[Objective]
Report how many lines of the material below contain the string "knee", treating uppercase and lowercase as different. Give only the number.

[Items stored from a collection]

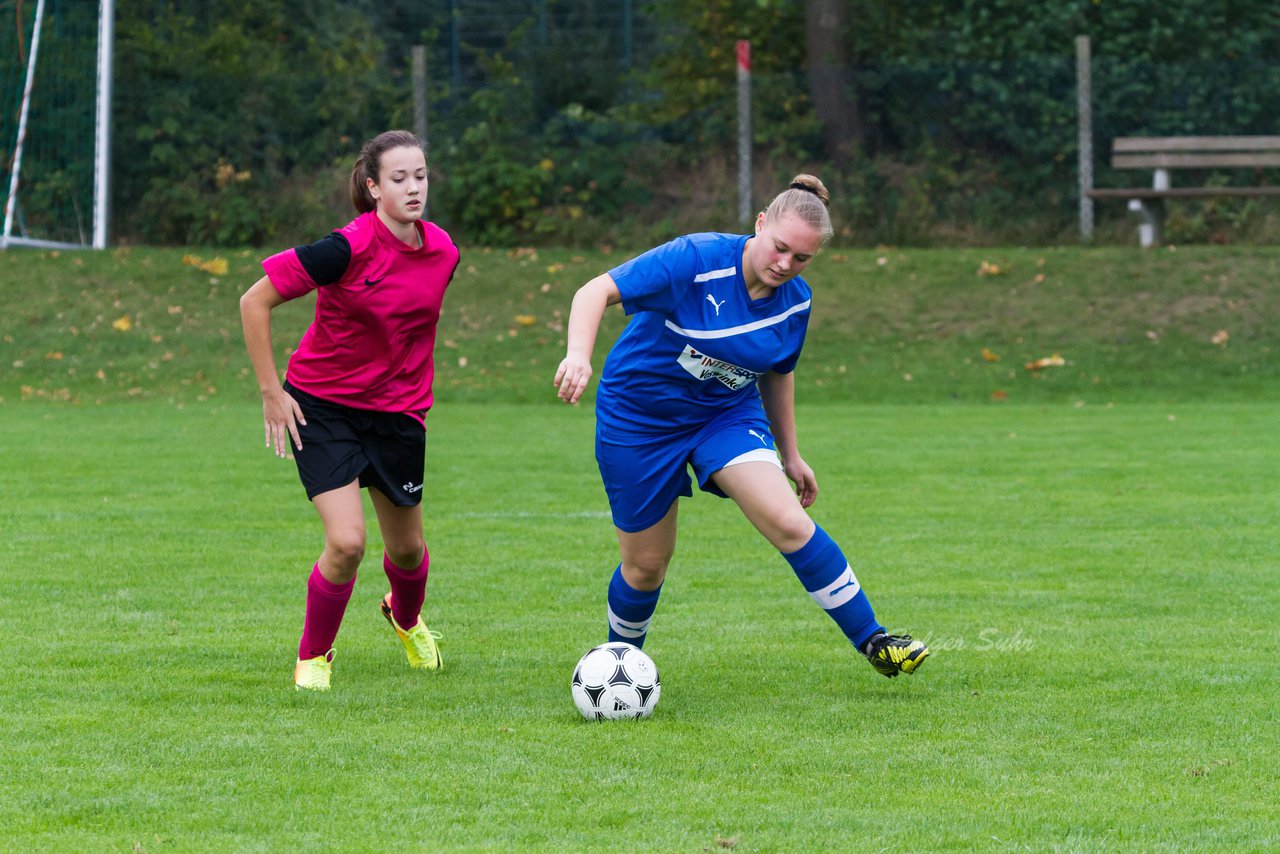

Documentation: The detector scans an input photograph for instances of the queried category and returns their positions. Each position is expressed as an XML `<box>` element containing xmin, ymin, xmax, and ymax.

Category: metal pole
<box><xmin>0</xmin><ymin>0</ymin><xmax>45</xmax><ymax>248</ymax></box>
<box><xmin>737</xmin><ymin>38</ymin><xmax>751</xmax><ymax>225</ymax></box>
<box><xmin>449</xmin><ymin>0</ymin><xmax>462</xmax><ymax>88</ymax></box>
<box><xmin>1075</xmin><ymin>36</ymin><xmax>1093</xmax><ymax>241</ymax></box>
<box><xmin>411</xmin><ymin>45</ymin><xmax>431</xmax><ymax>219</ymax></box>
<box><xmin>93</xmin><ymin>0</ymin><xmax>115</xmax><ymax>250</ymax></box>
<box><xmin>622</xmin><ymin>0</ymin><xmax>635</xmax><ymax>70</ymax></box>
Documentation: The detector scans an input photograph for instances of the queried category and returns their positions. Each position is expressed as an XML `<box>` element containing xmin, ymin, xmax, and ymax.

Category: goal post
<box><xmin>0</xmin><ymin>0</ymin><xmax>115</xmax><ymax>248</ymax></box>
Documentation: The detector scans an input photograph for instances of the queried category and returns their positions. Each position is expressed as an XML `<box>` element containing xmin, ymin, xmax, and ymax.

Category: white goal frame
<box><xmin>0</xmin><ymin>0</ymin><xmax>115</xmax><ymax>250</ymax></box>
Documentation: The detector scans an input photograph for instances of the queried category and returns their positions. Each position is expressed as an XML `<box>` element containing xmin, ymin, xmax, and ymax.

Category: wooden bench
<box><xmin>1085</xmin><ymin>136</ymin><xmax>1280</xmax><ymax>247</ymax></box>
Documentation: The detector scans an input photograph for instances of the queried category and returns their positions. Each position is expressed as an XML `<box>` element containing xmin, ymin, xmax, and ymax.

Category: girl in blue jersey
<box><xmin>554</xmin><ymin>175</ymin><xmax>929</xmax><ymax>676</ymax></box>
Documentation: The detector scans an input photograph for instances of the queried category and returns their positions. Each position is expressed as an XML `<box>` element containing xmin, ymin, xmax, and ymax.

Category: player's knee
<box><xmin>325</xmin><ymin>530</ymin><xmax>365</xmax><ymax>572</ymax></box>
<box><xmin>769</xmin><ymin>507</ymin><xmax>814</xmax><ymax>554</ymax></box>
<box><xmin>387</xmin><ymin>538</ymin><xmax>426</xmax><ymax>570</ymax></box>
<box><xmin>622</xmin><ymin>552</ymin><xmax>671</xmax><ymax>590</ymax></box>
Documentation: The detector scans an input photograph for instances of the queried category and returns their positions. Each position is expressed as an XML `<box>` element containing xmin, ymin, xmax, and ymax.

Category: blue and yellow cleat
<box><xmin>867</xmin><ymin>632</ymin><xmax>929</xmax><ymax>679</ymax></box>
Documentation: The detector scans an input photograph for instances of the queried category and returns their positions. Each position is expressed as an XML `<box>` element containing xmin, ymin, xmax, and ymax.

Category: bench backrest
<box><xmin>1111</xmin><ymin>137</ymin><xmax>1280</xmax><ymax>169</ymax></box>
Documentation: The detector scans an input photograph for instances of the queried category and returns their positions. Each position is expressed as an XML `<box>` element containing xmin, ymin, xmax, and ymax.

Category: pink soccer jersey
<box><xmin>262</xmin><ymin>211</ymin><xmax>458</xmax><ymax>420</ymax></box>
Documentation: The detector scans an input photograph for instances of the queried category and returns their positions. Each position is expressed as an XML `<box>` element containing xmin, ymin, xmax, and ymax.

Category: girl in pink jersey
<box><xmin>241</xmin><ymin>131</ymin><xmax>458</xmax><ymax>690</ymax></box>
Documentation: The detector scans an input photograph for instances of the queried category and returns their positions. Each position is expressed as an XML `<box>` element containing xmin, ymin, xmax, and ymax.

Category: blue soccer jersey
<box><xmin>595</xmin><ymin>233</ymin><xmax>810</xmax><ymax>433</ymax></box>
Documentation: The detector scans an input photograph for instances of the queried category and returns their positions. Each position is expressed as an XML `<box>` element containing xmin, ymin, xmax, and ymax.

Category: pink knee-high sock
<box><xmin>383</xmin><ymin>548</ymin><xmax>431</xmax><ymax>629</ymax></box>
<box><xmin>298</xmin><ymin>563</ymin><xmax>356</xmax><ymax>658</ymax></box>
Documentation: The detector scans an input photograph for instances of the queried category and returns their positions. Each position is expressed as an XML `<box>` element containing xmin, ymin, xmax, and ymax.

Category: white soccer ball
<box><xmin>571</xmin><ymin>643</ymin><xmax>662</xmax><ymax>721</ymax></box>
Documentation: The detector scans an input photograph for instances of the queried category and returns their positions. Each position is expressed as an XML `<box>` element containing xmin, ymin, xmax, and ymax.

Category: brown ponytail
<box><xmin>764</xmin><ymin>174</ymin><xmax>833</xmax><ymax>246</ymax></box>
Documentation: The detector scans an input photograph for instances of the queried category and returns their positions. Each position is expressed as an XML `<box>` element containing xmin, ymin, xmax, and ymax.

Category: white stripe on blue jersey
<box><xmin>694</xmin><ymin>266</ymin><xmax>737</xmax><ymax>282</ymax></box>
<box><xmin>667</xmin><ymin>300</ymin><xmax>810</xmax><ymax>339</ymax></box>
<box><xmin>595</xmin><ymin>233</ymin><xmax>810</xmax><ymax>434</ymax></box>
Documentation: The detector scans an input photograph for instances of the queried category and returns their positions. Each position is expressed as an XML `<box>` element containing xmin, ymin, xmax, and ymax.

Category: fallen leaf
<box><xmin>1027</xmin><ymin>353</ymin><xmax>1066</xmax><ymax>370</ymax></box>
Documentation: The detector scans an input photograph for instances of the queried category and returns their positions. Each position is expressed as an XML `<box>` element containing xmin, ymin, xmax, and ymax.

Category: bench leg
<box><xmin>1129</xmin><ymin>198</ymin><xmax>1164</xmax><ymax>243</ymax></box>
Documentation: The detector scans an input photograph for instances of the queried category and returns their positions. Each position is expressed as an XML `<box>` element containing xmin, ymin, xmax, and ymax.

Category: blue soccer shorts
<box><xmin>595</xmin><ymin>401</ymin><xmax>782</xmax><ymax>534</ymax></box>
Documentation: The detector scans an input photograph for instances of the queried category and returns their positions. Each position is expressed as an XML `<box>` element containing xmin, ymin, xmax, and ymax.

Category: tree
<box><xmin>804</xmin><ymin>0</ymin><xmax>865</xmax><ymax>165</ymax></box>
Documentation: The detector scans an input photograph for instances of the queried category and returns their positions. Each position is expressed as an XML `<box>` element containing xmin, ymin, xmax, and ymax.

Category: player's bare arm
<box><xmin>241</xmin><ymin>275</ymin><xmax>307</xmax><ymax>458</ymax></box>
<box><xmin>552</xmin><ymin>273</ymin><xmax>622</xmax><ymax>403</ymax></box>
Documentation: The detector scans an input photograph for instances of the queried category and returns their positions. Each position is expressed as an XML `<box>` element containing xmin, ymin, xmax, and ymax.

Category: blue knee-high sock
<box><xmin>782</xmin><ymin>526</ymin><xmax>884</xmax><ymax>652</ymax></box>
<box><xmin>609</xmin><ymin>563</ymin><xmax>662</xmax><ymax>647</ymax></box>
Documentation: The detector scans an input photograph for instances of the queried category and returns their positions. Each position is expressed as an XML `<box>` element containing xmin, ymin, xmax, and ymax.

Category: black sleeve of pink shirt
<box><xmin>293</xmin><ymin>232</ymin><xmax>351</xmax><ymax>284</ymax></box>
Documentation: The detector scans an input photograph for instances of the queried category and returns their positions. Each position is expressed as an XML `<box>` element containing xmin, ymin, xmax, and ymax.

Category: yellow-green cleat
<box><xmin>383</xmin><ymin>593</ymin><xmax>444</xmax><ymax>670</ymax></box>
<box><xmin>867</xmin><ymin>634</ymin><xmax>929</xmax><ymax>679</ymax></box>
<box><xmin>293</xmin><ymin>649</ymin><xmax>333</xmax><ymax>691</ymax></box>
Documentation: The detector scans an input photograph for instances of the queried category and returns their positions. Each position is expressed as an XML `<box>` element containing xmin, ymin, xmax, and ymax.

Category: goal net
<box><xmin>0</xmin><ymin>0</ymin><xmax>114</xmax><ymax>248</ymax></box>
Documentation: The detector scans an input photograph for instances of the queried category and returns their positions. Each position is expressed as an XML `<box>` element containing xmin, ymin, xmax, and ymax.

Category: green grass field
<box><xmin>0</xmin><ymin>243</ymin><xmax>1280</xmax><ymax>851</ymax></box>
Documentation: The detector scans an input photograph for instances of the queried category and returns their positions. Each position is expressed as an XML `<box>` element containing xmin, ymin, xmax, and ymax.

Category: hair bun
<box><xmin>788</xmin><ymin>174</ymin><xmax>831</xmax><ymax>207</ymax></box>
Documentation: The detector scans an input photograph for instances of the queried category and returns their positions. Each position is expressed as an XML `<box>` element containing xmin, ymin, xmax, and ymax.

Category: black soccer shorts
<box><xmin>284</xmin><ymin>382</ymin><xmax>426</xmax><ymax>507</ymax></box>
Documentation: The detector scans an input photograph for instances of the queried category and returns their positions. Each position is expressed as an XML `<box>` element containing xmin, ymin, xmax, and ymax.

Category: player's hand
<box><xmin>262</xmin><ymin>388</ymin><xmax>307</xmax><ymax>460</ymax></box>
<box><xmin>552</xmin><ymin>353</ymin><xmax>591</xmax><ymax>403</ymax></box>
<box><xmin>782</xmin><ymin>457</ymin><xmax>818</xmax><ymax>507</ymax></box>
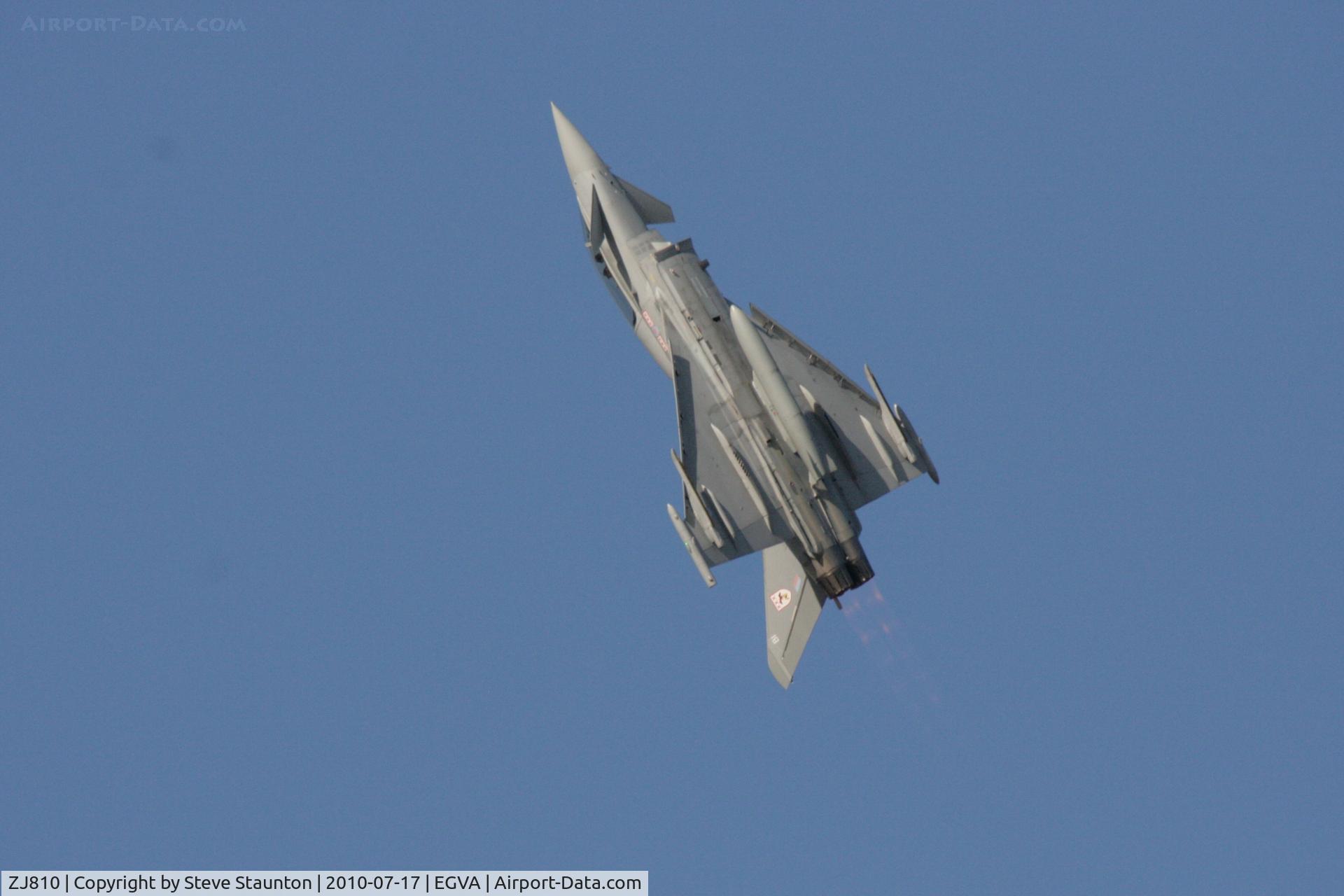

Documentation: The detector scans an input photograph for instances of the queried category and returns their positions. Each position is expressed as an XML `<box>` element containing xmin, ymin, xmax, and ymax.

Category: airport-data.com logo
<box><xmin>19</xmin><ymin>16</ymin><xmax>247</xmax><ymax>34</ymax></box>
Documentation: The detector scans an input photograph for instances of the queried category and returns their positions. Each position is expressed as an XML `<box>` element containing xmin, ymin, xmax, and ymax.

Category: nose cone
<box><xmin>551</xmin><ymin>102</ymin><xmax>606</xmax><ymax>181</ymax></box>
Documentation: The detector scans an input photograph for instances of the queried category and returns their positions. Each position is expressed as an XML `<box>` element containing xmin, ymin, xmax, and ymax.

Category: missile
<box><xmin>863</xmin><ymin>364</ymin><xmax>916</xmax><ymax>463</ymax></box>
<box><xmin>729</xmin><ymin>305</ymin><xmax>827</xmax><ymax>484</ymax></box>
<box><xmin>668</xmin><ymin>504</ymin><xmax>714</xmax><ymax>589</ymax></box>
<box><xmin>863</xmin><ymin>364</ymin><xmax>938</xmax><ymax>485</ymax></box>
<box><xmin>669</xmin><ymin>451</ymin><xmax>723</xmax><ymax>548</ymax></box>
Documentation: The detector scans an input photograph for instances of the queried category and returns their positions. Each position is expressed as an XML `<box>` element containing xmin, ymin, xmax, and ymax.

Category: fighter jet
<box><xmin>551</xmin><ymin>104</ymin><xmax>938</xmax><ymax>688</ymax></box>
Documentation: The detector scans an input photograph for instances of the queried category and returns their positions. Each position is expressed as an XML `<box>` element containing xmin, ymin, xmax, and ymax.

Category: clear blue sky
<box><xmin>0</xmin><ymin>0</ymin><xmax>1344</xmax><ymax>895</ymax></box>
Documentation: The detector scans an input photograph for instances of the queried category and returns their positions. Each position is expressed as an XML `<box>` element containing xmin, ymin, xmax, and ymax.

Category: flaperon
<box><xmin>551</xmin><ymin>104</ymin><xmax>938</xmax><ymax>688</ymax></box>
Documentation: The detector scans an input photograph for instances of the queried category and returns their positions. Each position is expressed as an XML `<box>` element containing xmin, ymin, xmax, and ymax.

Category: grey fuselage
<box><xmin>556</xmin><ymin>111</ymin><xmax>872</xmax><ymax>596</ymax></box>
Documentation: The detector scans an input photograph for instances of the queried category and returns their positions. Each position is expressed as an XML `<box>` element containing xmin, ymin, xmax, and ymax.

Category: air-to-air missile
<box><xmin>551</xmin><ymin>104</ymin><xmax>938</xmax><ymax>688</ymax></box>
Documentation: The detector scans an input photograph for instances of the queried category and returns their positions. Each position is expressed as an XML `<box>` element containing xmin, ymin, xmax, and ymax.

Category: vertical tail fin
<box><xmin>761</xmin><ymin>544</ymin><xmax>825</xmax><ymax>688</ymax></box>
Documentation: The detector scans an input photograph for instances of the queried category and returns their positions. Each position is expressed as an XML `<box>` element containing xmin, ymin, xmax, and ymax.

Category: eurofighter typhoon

[Solution to this problem]
3